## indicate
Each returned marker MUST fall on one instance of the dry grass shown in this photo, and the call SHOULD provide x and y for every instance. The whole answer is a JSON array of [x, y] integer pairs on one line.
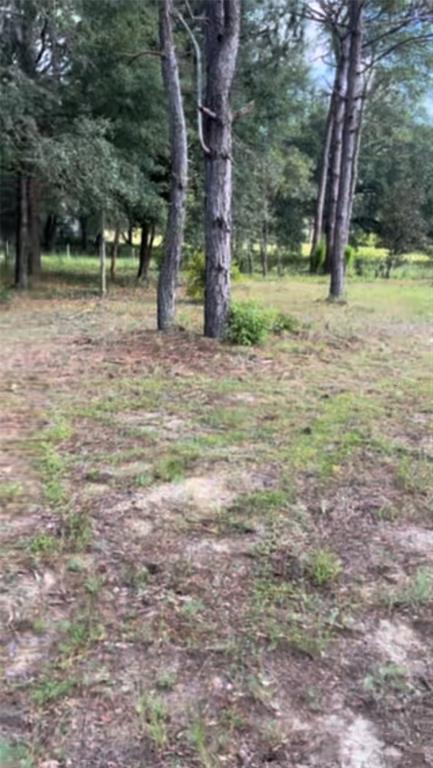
[[207, 551]]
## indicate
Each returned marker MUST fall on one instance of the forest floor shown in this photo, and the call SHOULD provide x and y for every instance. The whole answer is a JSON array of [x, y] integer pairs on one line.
[[215, 556]]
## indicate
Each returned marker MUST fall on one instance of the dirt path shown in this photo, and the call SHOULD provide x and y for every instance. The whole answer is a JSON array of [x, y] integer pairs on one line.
[[214, 557]]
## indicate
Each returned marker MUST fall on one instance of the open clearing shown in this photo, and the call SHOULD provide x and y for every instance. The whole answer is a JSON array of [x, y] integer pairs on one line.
[[214, 556]]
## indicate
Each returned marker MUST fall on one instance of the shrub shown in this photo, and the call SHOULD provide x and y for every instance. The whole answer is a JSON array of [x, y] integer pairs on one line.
[[318, 257], [323, 567], [282, 322], [248, 324]]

——

• GIVEN TASK
Transcribe every line of the entries above word for word, leaving out the pictures.

• SOLUTION FOR THIS PROBLEM
## indicate
Each returned marker MUST fall on one instance of the dry grass shown in this photo, and the call SHOULD provide x and y for every instance. The whole answer is a JSON array of [x, y] integer pairs on one line.
[[207, 551]]
## indicate
Each returned marker MUST fall on one instance of the forest floor shown in this photo, and the call SHOULD provide x and y for every instance. The whole answer is a JSON array of [x, y] integer pairs on one line.
[[215, 556]]
## indicate
Each returned marker MUST fall on one instance of the dirt path shown in this photo, and the call SHOULD provide x and y for every instance. The whole answer is a JSON array of [x, y] integer pairs on one line.
[[214, 557]]
## indicate
Each returned marker MUST fall on one instance of the open clearing shown in this photo, and the call SHOULD provide x and y for every instance. The whole answer is a JSON array of [x, y] integer pairs on one line.
[[214, 556]]
## indicate
Each returned marker MUST fall on one instance of the shrub shown in this photo, and the call SHOULD provide x and y for every instance. The whole answer is a JSON array of [x, y] integer pairs on one line.
[[318, 257], [323, 567], [282, 322], [248, 324]]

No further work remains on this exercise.